▸ Text block

The Trustee may fix a record date and payment date for any payment to Holders pursuant to this Section 6.13. Promptly after any record date is set pursuant to this Section 6.13, the Trustee shall cause notice of such record date and payment date to be given to the Company and to each Holder in the manner set forth in Section 12.02.
Section 6.14Undertaking for Costs.
In any suit for the enforcement of any right or remedy under this Indenture or in any suit against the Trustee for any action taken or omitted by it as a Trustee, a court in its discretion may require the filing by any party litigant in such suit of an undertaking to pay the costs of the suit, and the court in its discretion may assess reasonable costs, including reasonable attorneys’ fees and expenses, against any party litigant in the suit, having due regard to the merits and good faith of the claims or defenses made by the party litigant. This Section 6.14 does not apply to a suit by the Trustee, a suit by a Holder pursuant to Section 6.07, or a suit by Holders of more than 10% in aggregate principal amount of the Notes then outstanding.

▸ Data excerpt
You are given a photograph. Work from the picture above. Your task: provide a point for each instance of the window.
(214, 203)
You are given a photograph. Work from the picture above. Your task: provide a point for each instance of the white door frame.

▸ Objectives
(1) Begin at the words "In any suit for" in the indenture excerpt and copy it word for word, stopping after "Notes then outstanding.".
(2) List each distinct section number mentioned in the indenture excerpt.

▸ Answer set
(1)
In any suit for the enforcement of any right or remedy under this Indenture or in any suit against the Trustee for any action taken or omitted by it as a Trustee, a court in its discretion may require the filing by any party litigant in such suit of an undertaking to pay the costs of the suit, and the court in its discretion may assess reasonable costs, including reasonable attorneys’ fees and expenses, against any party litigant in the suit, having due regard to the merits and good faith of the claims or defenses made by the party litigant. This Section 6.14 does not apply to a suit by the Trustee, a suit by a Holder pursuant to Section 6.07, or a suit by Holders of more than 10% in aggregate principal amount of the Notes then outstanding.

(2)
Section 6.13
Section 12.02
Section 6.14
Section 6.07